___ Quoted passage
How so? Tracking scripts are often included by a script tag that points at a website. Can’t the code be updated, “deployed” to websites immediately, and take advantage of the relatively slower release cycle of Safari?

om2 · on Dec 11, 2019

Maybe I should have said that some tricks are slow to deploy.

Sometimes the publisher only embeds an image form the tracker (the famed "tracking pixel"). Getting lots of sites to change that to script is a pain. Sometimes they need to deploy new server-side tech for a workaround. For the recent CNAME cloaking trick, they have to get sites to modify their DNS and change what URL they embed script from.

_pgmf · on Dec 11, 2019

You're doing good work, thank you.

umvi · on Dec 10, 2019

2021: "Preventing Tracking Prevention Tracking Prevention Tracking"

HeWhoLurksLate · on Dec 11, 2019

[2019/12/12] [Hotfix] Pre-Emptive Tracking of Track-Preventative Tracking Users by Home Address

paggle · on Dec 10, 2019

Whether it’s a light or not, the end of the tunnel is in sight, it’s the ads becoming the content.

baroffoos · on Dec 11, 2019

This is so prevalent already. Brands disguised as users posting "content" that is mostly just an advert for their brand.
______
___ Records
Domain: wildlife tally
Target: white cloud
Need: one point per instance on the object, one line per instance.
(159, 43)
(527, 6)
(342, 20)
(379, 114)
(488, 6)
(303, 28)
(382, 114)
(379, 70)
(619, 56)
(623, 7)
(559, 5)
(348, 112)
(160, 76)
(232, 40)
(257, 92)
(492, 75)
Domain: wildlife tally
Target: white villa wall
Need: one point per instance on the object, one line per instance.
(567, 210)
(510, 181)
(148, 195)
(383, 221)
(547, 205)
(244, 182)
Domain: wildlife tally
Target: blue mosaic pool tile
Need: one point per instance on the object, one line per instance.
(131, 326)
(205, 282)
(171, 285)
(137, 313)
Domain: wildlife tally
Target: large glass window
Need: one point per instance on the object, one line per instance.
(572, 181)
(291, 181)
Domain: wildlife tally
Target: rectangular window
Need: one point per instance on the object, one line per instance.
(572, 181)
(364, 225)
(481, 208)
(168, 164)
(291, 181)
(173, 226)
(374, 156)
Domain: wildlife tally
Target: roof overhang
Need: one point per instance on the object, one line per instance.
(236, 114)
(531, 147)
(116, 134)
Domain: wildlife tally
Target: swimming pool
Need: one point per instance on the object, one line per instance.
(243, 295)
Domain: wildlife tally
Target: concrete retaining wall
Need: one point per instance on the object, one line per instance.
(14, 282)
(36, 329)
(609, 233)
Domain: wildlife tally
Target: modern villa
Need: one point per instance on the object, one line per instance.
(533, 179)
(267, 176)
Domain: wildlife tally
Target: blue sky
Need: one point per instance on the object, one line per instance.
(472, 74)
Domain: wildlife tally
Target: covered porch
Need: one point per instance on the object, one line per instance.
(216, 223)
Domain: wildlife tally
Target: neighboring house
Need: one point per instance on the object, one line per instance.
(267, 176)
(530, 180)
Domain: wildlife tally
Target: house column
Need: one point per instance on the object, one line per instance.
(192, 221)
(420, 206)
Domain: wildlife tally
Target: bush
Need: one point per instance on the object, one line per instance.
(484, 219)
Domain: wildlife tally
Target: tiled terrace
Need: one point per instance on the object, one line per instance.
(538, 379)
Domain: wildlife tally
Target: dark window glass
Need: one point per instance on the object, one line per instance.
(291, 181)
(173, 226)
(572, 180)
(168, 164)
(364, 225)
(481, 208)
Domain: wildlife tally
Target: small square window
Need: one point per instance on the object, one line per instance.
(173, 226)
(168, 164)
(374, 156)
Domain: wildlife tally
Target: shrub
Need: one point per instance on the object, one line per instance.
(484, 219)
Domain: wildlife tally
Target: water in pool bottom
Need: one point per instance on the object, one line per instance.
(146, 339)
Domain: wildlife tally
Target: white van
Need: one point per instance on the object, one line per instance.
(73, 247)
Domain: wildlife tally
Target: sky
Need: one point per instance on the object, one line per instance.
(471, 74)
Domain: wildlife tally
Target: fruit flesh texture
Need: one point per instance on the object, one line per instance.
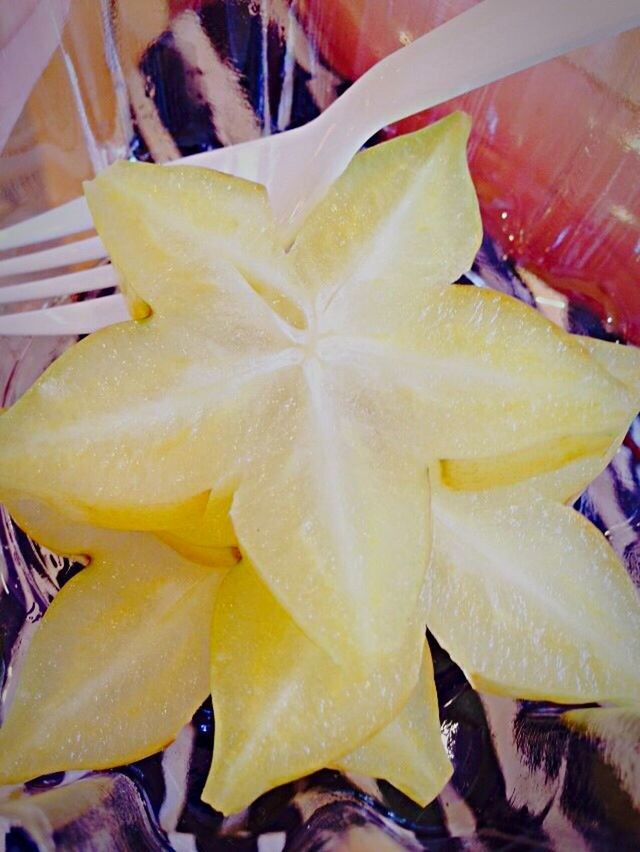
(367, 421)
(284, 708)
(129, 604)
(314, 386)
(120, 661)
______
__Problems to solve__.
1) In the tracking prevention thread, what do trackers have to get sites to do for the CNAME cloaking trick?
2) Translate this sentence from the tracking prevention thread into Spanish: "Sometimes they need to deploy new server-side tech for a workaround."
3) Write the next part of the tracking prevention thread, continuing after its last post.

__Exercise results__.
1) They have to get sites to modify their DNS and change the URL they embed script from.

2) A veces necesitan implementar nueva tecnología del lado del servidor para encontrar una solución alternativa.

3)
It has got to the point where any time someone posts something that seems to too clearly show a brand name or speaks too highly of a product I suspect its the PR people at work and I downvote it.

paggle · on Dec 11, 2019

The old way: tracking you as you look for snowboarding videos on the Web and advertising you a snowmobile wherever you go.

The new way: making sure that 95% of the snowboarding videos you see are subliminally designed to sell you a snowboard (the guy riding the competitors snowboard goes slower and crashes... the guy riding your company’s snowboard wins the race and his girlfriend looks like a supermodel)

I think eventually we will pine for the old way. Already you can’t get useful reviews anymore because all of the “comparison” searches are run by manufacturer mouthpieces.

baroffoos · on Dec 11, 2019

>I think eventually we will pine for the old way. Already you can’t get useful reviews anymore because all of the “comparison” searches are run by manufacturer mouthpieces.

Absolutely. A lot of reviews these days from google results read like someone who has only ever read the feature list from the marketing page. There is a bit of a search engine hack where you just put "reddit" after any search and it brings up fairly real results for now.

perl4ever · on Dec 12, 2019

I find reviews useful anyway. I simply ignore the "good" reviews and always look at the worst ones. There are three kinds of bad reviews - people who had random bad stuff happen (postal service broke it) that is irrelevant and think everyone should know - people with some sort of vendetta (possibly disgruntled employees, or competitors, or crazy customers) - and finally, people who actually had a bad experience that might be characteristic of the product's quality or design.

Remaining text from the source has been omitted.